Data entries:
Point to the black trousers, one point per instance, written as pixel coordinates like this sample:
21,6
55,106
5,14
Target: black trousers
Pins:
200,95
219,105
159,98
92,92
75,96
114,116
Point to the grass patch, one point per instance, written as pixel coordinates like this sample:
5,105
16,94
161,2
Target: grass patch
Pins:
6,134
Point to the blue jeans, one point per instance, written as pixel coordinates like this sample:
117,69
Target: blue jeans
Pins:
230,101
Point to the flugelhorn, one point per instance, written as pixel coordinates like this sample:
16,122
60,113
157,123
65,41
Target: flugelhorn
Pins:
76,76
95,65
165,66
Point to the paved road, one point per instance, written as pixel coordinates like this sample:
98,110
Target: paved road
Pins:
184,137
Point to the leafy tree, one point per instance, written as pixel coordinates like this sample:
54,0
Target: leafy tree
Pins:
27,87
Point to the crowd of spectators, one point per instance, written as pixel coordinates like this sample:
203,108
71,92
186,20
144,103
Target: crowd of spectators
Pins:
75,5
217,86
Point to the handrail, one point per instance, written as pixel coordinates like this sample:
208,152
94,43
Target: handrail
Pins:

* * *

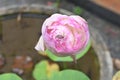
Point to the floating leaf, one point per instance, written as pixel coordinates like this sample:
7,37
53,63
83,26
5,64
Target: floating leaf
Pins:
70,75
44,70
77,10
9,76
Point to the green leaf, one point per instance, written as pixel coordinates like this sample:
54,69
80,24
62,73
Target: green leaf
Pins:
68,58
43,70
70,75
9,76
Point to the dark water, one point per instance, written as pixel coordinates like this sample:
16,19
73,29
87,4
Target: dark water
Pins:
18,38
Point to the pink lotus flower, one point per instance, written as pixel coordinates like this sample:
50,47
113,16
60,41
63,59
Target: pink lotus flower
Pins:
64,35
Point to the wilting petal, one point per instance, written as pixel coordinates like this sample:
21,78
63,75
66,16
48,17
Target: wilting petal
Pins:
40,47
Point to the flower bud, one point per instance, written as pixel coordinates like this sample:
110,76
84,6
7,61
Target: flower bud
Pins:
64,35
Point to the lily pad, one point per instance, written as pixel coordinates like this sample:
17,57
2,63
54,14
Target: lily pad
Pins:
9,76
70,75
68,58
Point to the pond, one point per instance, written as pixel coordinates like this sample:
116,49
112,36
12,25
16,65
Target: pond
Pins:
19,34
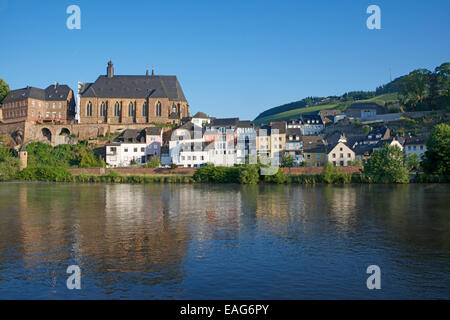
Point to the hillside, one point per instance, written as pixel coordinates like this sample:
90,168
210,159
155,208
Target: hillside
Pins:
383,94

YOUR INSTRUCTIONS:
Return every line from the entries that holds the string "pond".

SOLUTION FOR THIS PROBLEM:
Point to the pond, one point per instance, written as pixel coordinates like this sample:
Target: pond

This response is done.